> _Quoted passage_
To ensure that the binding service contracts are commercially fair and reasonable for both parties, as is required for most appeals, and that they reflect the features of each case, the new provision will provide some guidance to the arbitrator so that the following aspects are taken into account:  The freight transported by the shipper and the latter's transportation requirements; the general obligations of the railway company as the public carrier responsible for providing services to all users on the network; operational constraints for both parties; any other factor deemed appropriate by the arbitrator.

The provision also establishes a new enforcement mechanism, meaning that administrative monetary penalties may be imposed on the railway companies for failure to provide the service. The current section of the act which pertains to administrative monetary penalties will be amended to enable the imposition of a fine of up to $100,000 per offence on the railway company if the agency confirms that there was a failure to comply with the obligations of the imposed service contract.

Although the administrative monetary penalties will be paid to the Crown, given that this is an enforcement tool similar to other fines imposed by the government, this amendment will provide shippers with a mechanism for imposing financial penalties on those railway companies that fail to provide service.


Shippers will retain the right to ask the agency to enforce commercial service agreements or an imposed service contract through the existing level of service provision of the act. As well, shippers will continue to have the right to seek damages for service failures in the courts as these agreements and contracts are legally binding on both parties.


To conclude, Bill C-52 will give shippers an additional tool to use in their dealings with railway companies. It completes the current provisions applicable to shippers set out in the Canadian Transportation Act, but it does not replace them. Shippers will still be able to choose the provision or set of provisions enabling them to pursue their activities in the best way possible.

It is expected that the establishment of service terms and conditions, done commercially or through service arbitration, will make a positive contribution to the relations between shippers and railway companies by providing clarity and the necessary predictability for rail freight service. As a result, this bill will help strengthen Canada's economy.


From the beginning, my goal as Minister of Transport has been to table a bill addressing rail freight service that strikes the right balance to the entire Canadian economy. Bill C-52 delivers significantly for our shippers. It will give them the additional clarity, predictability and reliability that they need while ensuring the railways can manage an efficient and effective network that benefits everyone.

> _Data shown_
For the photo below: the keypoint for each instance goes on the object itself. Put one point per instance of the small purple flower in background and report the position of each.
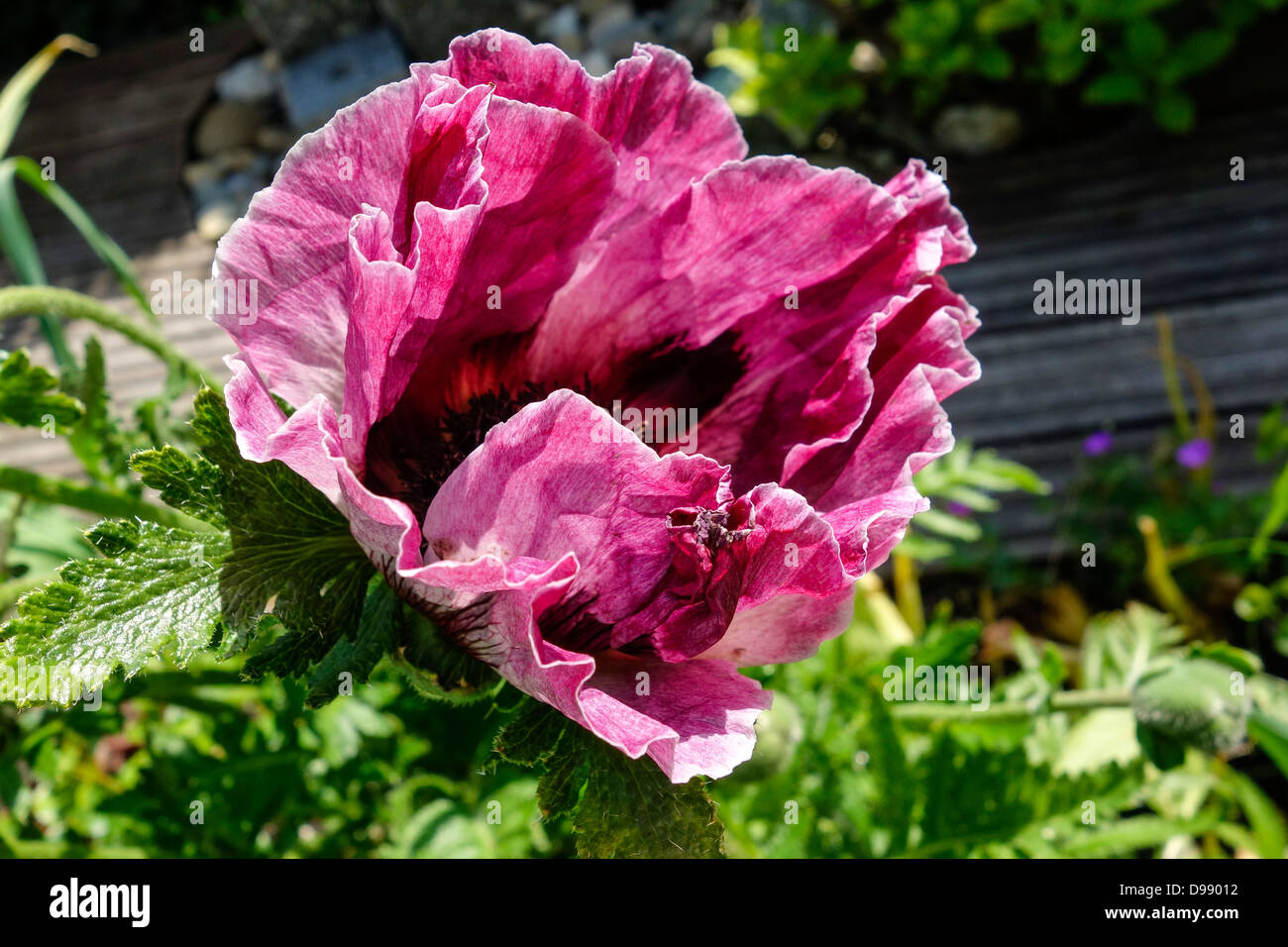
(1194, 454)
(467, 274)
(1098, 444)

> _What is asked_
1. Translate this sentence from the Bill C-52 speech into French: "As a result, this bill will help strengthen Canada's economy."
2. Write a continuation of the Bill C-52 speech, beginning right after its last sentence.

> _Replies_
1. Par conséquent, ce projet de loi contribuera à renforcer l'économie du Canada.

2.
Thank you for your time in this evening. My team and I are ready to answer your questions.

The Chair: Thank you, minister.

Senator Mercer: Thank you, minister, for being here. We appreciate it. You are always cooperative when we have anything to do with the department, and we do appreciate that.

I have four quick questions. With respect to the arbitration process, it says that it could be up to 45 days, and that seems kind of a long period of time to me when we are in arbitration and there is a dispute, especially when we are talking about the movement of, say, agricultural products. Do you think this is too long? Was that part thought out specifically thinking about agricultural products?

Mr. Lebel: We considered that as a short time. Depending on the kind of situation across the country in other departments, we think that 40 days is a very short period, and the stakeholders we discussed this with were very happy with this 45 days.

Senator Mercer: Tell me about the cost related to arbitration. It could take a long time to get this done and have it resolved, and there are penalties involved if the railroad is found to have been wrong, not necessarily but there could be. Who will pay for this?

Mr. Lebel: I will ask Ms. Gibbons to give an explanation of the question of the arbitration.

Annette Gibbons, Director General, Surface Transportation Policy, Surface Freight Policy, Transport Canada: In the early years, the agency will be doing the arbitrations itself, have them done by agency members, and the agency has indicated it will not be charging in those instances. However, the agency expects to move to using external arbitrators and, in that scenario, the cost will be borne by the shipper and the railway equally.

In terms of what it costs to do, there is definitely cost in terms of the private arbitrator's time over those 45 days. There may also be costs if the shipper is engaging the support of advisers, legal counsel, for example, but that really is at the discretion of the shipper. At the end of the day, in a 45-day period, the use of the arbitrator is expected to be a relatively reasonable cost for the shipper to bear, and then they will be able to control the extent to which they want to use their own expertise to build their case going into the arbitration or whether they wish to engage the services of other experts as well.

Senator Mercer: The agreements will be confidential and cannot be appealed, and thus have the value of a contract. As I mentioned in the chamber today when I spoke, I do not think it would be too long before one person finds out what the other person's agreement is. I can see disputes arising not between a railroad and the supplier but with one supplier saying another got a better deal than he did and wanting the same deal. How do we solve those problems?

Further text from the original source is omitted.